Prompt:
Where a line of the records contains the word "Below", show that line.

Saved entries:
________________________________________

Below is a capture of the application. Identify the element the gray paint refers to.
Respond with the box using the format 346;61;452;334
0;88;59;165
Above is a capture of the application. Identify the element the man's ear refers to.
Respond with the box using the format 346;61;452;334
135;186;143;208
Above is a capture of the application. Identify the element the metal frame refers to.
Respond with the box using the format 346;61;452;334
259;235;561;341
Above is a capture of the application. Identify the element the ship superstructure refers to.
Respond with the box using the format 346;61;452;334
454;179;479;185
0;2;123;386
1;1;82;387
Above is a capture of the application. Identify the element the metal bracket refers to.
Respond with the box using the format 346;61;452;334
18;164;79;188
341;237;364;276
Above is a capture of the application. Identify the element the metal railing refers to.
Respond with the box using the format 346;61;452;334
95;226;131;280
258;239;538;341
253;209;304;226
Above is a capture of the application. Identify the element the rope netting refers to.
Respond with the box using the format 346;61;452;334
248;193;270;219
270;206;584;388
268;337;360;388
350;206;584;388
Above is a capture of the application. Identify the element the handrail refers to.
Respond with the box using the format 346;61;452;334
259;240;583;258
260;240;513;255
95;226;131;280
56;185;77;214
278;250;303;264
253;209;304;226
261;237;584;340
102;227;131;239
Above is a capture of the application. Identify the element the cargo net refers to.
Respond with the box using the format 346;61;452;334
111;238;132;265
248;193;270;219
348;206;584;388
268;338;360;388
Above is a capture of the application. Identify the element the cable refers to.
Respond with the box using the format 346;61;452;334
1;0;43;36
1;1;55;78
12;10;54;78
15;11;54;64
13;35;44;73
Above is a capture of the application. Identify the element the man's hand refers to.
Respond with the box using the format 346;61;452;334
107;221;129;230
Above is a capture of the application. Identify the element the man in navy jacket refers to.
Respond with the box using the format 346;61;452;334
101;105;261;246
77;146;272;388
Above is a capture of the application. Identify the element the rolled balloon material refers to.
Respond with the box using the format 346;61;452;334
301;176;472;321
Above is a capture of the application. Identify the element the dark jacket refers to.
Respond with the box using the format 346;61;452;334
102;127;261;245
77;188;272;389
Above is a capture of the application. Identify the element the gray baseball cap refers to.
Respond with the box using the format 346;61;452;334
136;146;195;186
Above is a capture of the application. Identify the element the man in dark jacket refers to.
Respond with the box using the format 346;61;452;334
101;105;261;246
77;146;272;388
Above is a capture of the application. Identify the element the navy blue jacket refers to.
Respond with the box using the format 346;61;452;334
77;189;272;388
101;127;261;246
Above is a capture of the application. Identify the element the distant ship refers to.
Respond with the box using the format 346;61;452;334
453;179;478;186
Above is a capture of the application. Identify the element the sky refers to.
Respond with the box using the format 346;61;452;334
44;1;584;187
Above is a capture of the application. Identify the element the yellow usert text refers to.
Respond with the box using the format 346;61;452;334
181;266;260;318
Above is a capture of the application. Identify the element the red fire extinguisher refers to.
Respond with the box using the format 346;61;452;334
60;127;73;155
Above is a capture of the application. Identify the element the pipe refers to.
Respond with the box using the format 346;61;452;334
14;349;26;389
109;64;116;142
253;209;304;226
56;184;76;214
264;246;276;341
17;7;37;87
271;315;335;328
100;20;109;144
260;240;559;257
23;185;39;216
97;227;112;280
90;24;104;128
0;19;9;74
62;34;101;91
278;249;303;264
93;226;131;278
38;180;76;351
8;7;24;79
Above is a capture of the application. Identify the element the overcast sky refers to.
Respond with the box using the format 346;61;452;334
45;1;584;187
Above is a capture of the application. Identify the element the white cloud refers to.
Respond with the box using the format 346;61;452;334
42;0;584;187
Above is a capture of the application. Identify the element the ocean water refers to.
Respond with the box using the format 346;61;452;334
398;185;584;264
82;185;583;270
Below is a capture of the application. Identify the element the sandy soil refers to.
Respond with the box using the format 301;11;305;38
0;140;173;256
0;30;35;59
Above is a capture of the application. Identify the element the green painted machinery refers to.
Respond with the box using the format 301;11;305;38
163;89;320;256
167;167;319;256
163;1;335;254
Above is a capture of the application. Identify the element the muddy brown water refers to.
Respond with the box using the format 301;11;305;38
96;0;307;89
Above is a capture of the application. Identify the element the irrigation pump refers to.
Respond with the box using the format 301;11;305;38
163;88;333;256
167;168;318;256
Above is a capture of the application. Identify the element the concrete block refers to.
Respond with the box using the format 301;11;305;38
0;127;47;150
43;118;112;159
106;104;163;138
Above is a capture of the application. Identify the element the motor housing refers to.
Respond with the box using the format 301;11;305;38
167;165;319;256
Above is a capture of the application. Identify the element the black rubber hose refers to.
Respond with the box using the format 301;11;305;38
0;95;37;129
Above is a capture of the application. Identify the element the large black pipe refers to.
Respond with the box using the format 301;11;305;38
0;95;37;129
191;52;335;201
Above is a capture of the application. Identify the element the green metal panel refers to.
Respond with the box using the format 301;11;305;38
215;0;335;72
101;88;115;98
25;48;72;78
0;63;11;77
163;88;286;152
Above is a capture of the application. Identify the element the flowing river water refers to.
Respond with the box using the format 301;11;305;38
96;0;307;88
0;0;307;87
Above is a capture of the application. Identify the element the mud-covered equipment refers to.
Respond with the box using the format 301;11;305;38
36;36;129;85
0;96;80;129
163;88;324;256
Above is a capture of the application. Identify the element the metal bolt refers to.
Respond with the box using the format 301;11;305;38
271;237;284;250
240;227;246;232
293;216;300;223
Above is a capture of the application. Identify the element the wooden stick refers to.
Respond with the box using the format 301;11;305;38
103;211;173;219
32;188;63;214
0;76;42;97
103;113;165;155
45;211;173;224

________________________________________

Solution for this task:
Below is a capture of the application. Identify the element the gray paint refers to.
Below is a capture of the application. Identify the element the sandy soil refers to.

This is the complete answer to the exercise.